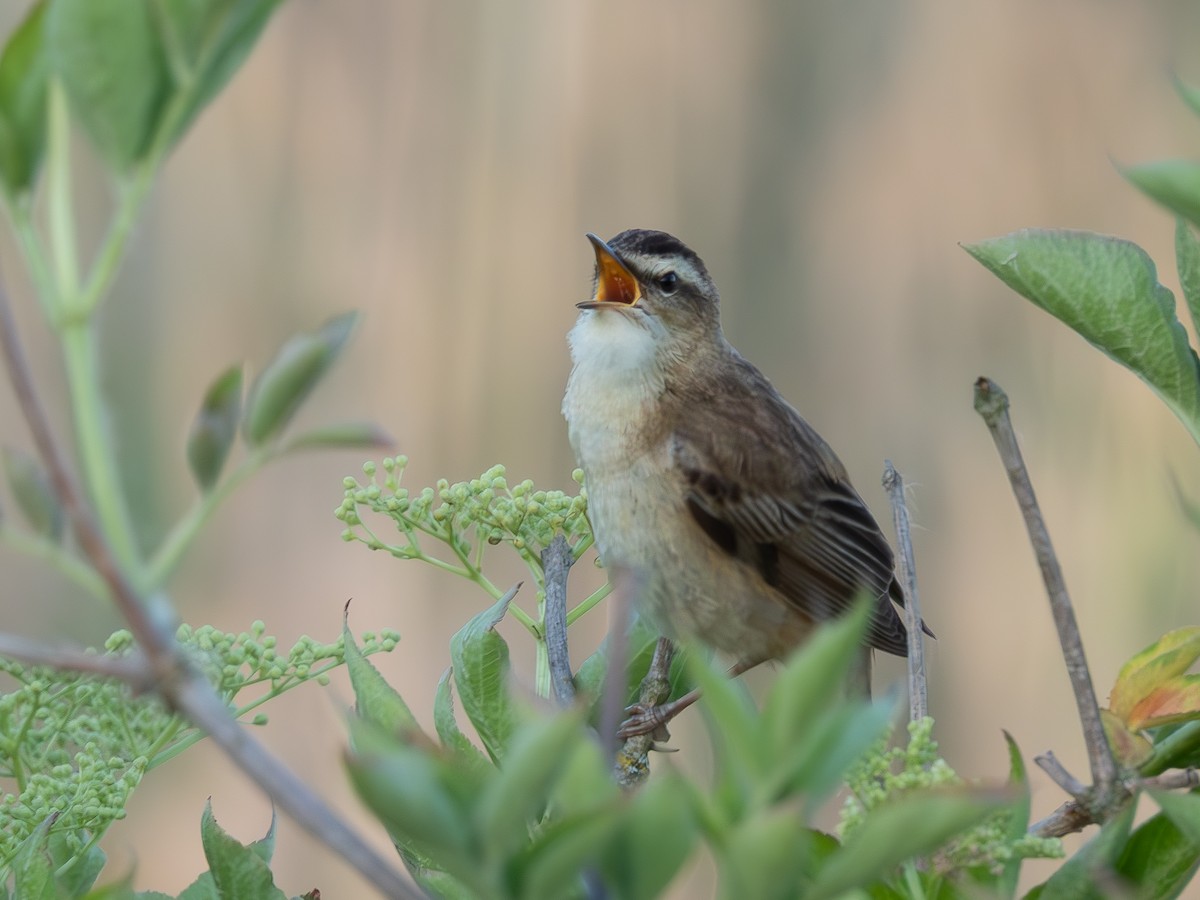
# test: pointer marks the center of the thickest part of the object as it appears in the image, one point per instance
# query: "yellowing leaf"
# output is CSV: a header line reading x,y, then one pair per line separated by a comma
x,y
1165,659
1174,701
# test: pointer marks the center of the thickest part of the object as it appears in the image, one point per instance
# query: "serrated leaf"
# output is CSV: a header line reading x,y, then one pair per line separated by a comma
x,y
375,700
111,61
899,831
1187,263
1159,859
1075,879
480,660
1128,747
447,725
1175,184
23,79
517,796
347,436
657,837
1170,655
31,490
811,679
207,42
1107,289
215,427
237,870
31,869
766,857
1183,809
289,378
551,865
405,787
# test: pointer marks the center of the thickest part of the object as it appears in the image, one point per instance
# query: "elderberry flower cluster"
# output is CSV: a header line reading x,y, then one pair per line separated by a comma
x,y
73,745
893,772
466,516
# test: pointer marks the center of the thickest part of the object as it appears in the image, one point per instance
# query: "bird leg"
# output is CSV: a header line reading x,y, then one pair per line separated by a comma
x,y
653,720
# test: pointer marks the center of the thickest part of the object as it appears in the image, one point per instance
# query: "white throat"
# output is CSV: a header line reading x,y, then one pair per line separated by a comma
x,y
617,373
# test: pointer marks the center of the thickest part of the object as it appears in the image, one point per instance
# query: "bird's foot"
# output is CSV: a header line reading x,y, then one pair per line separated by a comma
x,y
653,720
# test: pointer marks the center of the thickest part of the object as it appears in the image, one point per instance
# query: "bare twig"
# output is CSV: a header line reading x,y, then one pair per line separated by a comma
x,y
918,690
1050,765
180,685
991,403
633,762
556,563
131,670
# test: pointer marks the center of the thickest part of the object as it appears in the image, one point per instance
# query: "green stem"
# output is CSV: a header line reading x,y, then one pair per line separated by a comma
x,y
588,603
51,552
96,451
175,544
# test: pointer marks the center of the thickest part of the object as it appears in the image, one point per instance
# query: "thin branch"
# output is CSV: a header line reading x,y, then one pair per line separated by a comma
x,y
133,670
1050,765
556,563
918,689
616,678
991,403
185,689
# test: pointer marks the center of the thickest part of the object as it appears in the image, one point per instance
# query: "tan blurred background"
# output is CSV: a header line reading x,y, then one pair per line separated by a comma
x,y
436,166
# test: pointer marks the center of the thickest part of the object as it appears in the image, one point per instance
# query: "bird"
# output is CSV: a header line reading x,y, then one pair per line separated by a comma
x,y
736,516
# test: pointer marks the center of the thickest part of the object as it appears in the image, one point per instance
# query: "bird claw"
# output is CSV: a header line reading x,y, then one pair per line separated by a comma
x,y
646,720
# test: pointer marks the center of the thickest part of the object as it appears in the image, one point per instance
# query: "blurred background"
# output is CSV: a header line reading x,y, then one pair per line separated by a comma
x,y
436,165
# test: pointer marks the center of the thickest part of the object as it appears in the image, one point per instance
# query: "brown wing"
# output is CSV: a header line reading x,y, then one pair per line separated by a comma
x,y
778,498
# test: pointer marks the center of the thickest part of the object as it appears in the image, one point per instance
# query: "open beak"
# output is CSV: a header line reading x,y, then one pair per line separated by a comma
x,y
615,282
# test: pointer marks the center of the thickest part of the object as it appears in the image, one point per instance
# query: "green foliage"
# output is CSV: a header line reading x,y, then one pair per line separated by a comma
x,y
75,745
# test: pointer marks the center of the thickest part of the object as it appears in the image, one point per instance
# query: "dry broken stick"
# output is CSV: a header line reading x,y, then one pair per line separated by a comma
x,y
918,691
163,665
1107,793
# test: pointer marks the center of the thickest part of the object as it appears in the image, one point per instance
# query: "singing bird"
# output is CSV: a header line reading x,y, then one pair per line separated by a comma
x,y
737,517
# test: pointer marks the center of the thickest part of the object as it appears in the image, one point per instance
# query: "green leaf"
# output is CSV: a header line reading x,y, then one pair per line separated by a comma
x,y
1183,809
1107,289
765,857
447,725
1018,816
23,78
527,774
1187,262
347,436
207,41
1175,184
237,870
655,839
1077,879
375,700
215,427
480,660
553,863
31,868
289,378
909,827
406,789
33,492
811,681
1159,859
111,61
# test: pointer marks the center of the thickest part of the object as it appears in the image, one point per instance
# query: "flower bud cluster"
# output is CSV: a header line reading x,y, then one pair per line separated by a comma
x,y
891,773
462,515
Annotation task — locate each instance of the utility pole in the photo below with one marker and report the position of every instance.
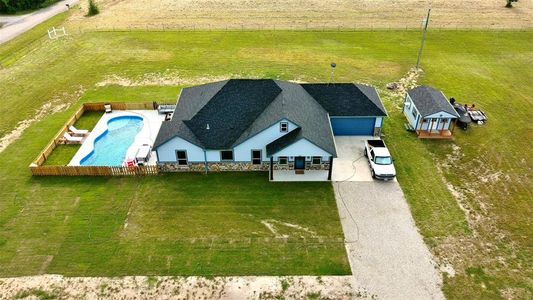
(423, 39)
(333, 66)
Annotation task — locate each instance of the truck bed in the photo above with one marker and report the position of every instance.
(376, 143)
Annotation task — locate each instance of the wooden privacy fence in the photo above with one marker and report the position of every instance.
(93, 171)
(38, 169)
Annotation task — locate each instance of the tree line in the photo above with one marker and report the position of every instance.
(14, 6)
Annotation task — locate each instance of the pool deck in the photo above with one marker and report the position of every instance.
(151, 123)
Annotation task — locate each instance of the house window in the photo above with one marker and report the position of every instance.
(226, 155)
(414, 113)
(256, 157)
(181, 157)
(284, 126)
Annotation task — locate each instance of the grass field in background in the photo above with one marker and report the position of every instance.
(81, 221)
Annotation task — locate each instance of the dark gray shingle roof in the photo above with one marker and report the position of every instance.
(297, 106)
(347, 99)
(231, 111)
(238, 109)
(199, 95)
(429, 101)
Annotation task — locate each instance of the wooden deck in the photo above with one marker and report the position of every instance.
(441, 134)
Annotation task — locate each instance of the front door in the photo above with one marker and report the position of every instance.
(299, 164)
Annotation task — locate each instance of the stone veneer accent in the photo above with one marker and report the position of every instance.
(234, 167)
(213, 167)
(308, 166)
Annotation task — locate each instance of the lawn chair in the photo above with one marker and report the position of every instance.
(78, 132)
(72, 139)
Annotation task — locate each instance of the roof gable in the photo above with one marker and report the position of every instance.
(347, 99)
(231, 111)
(428, 101)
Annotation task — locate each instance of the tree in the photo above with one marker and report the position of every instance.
(510, 3)
(93, 9)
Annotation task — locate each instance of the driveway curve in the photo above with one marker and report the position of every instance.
(387, 254)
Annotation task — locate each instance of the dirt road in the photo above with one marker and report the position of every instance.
(14, 26)
(302, 14)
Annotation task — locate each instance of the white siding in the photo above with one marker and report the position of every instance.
(243, 151)
(441, 114)
(379, 122)
(409, 107)
(303, 147)
(167, 151)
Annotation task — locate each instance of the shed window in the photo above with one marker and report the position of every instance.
(284, 127)
(226, 155)
(181, 157)
(256, 157)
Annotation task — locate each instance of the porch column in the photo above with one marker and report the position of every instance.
(330, 167)
(421, 124)
(272, 168)
(453, 125)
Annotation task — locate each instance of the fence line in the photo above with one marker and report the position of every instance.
(93, 171)
(296, 28)
(37, 168)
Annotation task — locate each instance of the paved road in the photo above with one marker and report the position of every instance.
(17, 25)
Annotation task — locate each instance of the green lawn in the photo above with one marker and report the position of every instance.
(81, 221)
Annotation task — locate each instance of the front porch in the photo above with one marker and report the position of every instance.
(307, 175)
(434, 134)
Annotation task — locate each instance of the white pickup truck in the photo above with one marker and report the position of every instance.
(380, 160)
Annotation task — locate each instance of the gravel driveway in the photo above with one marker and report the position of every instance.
(387, 254)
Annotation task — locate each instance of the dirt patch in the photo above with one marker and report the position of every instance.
(271, 226)
(58, 104)
(167, 78)
(133, 287)
(302, 14)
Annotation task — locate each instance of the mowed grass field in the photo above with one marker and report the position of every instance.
(194, 224)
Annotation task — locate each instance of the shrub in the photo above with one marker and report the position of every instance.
(93, 9)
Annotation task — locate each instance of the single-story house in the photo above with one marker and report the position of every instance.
(263, 124)
(429, 113)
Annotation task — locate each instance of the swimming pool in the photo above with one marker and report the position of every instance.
(111, 146)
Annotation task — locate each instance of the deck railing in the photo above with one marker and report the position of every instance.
(37, 167)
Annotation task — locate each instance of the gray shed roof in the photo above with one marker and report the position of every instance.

========================================

## WHAT THIS TASK INVOLVES
Return verbatim every line from the one containing "Annotation task — locate each instance of the shrub" through the last line of the rows above, inclusive.

## WRITTEN RESPONSE
Annotation task — locate each instance of the shrub in the photo above with one marker and report the position of every instance.
(93, 9)
Annotation task — locate each instance of the single-story house in the photo above with one marker and report the position of every instance.
(263, 124)
(429, 113)
Annotation task — locate each instance of the swimming pool in the photo above with one marker and report the position of every instance.
(111, 146)
Annotation task — locate each instance of the deck railing in the photo above with one marker and report the position of every instance.
(37, 167)
Annotation task — locate each instance of the gray shed roof in the photo above with one marker and report the position of every instance.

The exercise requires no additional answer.